Dotata di un carattere allegro ed espansivo, ha anche un altro dono: riesce ad
aggregare le persone per creare iniziative di bene. Si fa promotrice, tra
l’altro, del “Comitato contro la fame nel mondo”, uno tra i primi in Italia a
rendere consapevoli specialmente i giovani su quel problema.
Si
laurea nel 1968, ma ha un sogno in cuore: l’India, che desidera raggiungere
dopo essersi appassionata alla lettura dei libri di Gandhi. I familiari non
vogliono che parta né per l’India né per altri Paesi, ma lei decide di cogliere
la prima occasione possibile. Così, indirizzata da un’amica, decide di andare a
Nairobi, capitale del Kenya.
Riceve
l’incarico d’insegnare l’inglese nelle scuole dei Missionari della Consolata e,
intanto, si mantiene lavorando come ragazza alla pari. È convinta che la sua
strada passi da lì, come racconta a un amico sacerdote, don Adriano Raineri, in
una lettera del 24 agosto 1969: «Sono certa che alla fine scoprirò che anche la
vita qui è grazia, perché tutto è grazia, se io dovunque mi trovo, vivo
semplice, nello sforzo umile ma potente e continuamente rinnovato di imitare il
Cristo».
Il Vangelo con la vita, anche tra i contrasti
Nel
1970 passa a insegnare nella scuola governativa di Wajir, nel nord-est del
Kenya. Raggiunta da Maria Teresa Battistini e da altre missionarie laiche, dà
vita a una piccola comunità. Unica regola: «Gridare il Vangelo con la vita»,
secondo gli insegnamenti di un altro dei suoi maestri spirituali, Charles de
Foucauld, oggi Beato.
In
un paese esclusivamente musulmano, la loro presenza è non poco ostacolata:
spesso Annalena è raggiunta dalle pietre lanciate dai bambini del luogo, che
l’apostrofano come “pagana”. Un’altra volta viene aggredita e picchiata, ma
resiste. Con gli aiuti che arrivano da Forlì, porta avanti un orfanotrofio, poi
inizia ad occuparsi dei malati di tubercolosi, sviluppando perfino un nuovo
sistema di cura. Tuttavia, per aver denunciato il massacro avvenuto il 10 febbraio
1984 all’aeroporto di Wagalla, viene espulsa dal Paese come “persona non
gradita”; la comunità di laiche missionarie si disperde.

:: VOCI ESTRATTE ::
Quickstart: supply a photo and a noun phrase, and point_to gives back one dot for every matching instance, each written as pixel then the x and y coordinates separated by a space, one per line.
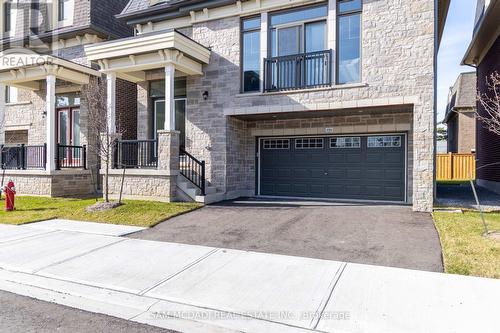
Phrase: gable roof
pixel 486 31
pixel 462 95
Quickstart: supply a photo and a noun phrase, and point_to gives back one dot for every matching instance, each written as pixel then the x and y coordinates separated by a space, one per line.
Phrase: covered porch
pixel 54 153
pixel 159 64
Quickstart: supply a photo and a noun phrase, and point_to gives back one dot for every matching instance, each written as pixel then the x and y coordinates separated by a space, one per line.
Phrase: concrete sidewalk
pixel 204 289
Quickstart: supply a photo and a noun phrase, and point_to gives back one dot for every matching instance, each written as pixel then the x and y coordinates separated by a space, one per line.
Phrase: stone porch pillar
pixel 168 159
pixel 51 122
pixel 2 113
pixel 111 102
pixel 169 98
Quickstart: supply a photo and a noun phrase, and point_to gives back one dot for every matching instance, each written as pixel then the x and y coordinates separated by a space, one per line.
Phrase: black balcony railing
pixel 23 157
pixel 192 169
pixel 140 154
pixel 71 157
pixel 300 71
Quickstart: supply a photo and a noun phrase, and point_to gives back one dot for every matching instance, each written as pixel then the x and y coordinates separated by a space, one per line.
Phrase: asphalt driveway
pixel 384 235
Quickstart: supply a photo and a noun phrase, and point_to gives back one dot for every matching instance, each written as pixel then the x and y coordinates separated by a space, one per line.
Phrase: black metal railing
pixel 300 71
pixel 71 157
pixel 140 154
pixel 192 169
pixel 23 157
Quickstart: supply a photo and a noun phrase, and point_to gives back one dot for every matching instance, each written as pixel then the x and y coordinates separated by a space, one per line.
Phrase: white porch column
pixel 111 102
pixel 169 98
pixel 2 113
pixel 51 122
pixel 263 46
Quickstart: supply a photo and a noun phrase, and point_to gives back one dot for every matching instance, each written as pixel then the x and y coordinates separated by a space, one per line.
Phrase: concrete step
pixel 189 190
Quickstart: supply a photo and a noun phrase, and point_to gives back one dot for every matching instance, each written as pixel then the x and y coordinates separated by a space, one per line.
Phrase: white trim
pixel 406 147
pixel 247 8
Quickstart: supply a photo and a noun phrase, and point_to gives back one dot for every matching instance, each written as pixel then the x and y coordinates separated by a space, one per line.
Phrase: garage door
pixel 341 167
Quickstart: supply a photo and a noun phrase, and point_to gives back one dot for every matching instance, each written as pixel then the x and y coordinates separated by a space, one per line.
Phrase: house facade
pixel 46 83
pixel 461 115
pixel 484 54
pixel 296 98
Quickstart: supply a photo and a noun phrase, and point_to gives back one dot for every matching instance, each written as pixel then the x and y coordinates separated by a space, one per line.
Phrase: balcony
pixel 300 71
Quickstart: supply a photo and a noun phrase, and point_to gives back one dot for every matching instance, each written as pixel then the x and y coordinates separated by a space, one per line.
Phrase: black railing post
pixel 58 160
pixel 22 157
pixel 1 157
pixel 44 156
pixel 84 157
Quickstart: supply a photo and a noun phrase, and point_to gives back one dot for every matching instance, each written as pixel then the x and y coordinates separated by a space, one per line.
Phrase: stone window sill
pixel 302 91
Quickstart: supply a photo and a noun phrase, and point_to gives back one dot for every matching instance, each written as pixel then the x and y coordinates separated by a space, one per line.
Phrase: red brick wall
pixel 488 143
pixel 126 109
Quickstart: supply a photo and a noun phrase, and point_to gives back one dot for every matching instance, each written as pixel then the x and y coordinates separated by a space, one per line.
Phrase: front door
pixel 180 118
pixel 68 131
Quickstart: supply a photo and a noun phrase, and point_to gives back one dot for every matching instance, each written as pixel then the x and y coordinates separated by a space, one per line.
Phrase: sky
pixel 456 38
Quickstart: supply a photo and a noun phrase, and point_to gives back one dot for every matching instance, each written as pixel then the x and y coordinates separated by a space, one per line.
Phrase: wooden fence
pixel 456 166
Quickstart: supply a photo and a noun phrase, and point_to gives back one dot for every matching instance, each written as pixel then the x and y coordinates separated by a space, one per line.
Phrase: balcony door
pixel 68 131
pixel 297 40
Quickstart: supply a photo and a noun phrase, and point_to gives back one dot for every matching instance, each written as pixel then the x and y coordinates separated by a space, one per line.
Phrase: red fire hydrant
pixel 10 193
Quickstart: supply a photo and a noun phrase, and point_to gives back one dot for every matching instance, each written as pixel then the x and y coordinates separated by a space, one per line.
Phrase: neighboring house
pixel 43 72
pixel 282 98
pixel 484 54
pixel 461 114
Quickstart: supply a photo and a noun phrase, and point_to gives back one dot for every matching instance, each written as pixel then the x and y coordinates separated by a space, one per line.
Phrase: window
pixel 349 41
pixel 347 142
pixel 65 10
pixel 309 143
pixel 11 94
pixel 250 67
pixel 9 17
pixel 276 144
pixel 384 141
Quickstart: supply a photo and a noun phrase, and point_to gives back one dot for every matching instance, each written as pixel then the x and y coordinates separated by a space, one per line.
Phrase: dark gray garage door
pixel 353 167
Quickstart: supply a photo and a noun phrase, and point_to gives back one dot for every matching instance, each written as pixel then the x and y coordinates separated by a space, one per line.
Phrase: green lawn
pixel 137 213
pixel 465 250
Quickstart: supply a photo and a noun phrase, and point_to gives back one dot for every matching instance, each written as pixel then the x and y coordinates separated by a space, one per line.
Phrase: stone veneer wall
pixel 142 185
pixel 467 132
pixel 397 68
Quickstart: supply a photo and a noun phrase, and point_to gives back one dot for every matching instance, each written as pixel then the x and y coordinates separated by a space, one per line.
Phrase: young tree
pixel 100 138
pixel 490 103
pixel 442 133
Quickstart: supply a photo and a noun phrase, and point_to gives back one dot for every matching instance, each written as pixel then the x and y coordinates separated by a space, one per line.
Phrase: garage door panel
pixel 300 188
pixel 344 173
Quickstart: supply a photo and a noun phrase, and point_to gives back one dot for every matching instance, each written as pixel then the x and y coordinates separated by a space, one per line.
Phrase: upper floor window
pixel 349 41
pixel 65 10
pixel 250 39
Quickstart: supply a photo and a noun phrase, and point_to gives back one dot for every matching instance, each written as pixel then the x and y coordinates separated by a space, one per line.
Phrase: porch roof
pixel 24 70
pixel 129 58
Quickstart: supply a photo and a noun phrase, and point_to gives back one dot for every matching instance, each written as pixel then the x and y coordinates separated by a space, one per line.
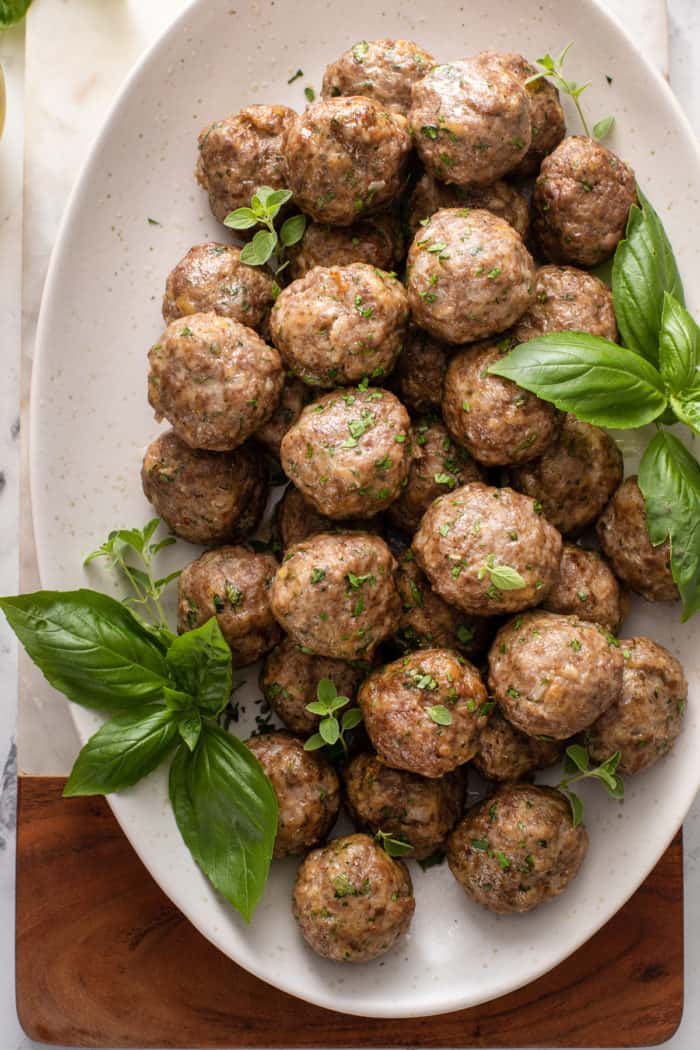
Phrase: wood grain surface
pixel 105 960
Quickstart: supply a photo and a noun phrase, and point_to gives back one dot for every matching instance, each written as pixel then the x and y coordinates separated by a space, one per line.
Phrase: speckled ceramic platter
pixel 90 422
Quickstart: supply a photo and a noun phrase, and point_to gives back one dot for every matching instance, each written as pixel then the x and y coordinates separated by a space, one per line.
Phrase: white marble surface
pixel 66 97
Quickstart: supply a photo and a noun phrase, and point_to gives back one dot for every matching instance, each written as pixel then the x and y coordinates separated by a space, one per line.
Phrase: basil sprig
pixel 653 377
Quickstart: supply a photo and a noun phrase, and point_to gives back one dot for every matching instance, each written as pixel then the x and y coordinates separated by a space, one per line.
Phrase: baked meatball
pixel 377 242
pixel 568 300
pixel 506 754
pixel 622 533
pixel 214 380
pixel 421 811
pixel 290 677
pixel 420 372
pixel 494 418
pixel 647 719
pixel 306 788
pixel 580 203
pixel 574 477
pixel 423 712
pixel 429 623
pixel 487 550
pixel 587 587
pixel 439 466
pixel 469 275
pixel 516 848
pixel 232 584
pixel 336 595
pixel 205 497
pixel 470 121
pixel 554 675
pixel 211 278
pixel 382 69
pixel 240 153
pixel 339 323
pixel 546 113
pixel 500 197
pixel 345 159
pixel 352 900
pixel 349 453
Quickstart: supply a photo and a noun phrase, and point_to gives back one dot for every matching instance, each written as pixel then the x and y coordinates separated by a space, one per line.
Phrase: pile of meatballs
pixel 436 551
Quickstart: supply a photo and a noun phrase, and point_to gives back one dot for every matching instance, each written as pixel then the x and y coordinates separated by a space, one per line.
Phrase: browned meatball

:: LAVORO RICHIESTO ::
Riassumi in tre frasi il brano sulla vita di Annalena.

:: RISPOSTA SCRITTA ::
Annalena, di carattere allegro ed espansivo, sa aggregare le persone e si fa promotrice del "Comitato contro la fame nel mondo". Laureatasi nel 1968, parte per Nairobi contro il volere dei familiari, insegna inglese nelle scuole dei Missionari della Consolata e nel 1970 passa alla scuola governativa di Wajir, dove fonda con altre missionarie laiche una piccola comunità. Pur ostacolata in un paese esclusivamente musulmano, porta avanti un orfanotrofio e cura i malati di tubercolosi, finché viene espulsa dal Kenya per aver denunciato il massacro di Wagalla del 10 febbraio 1984.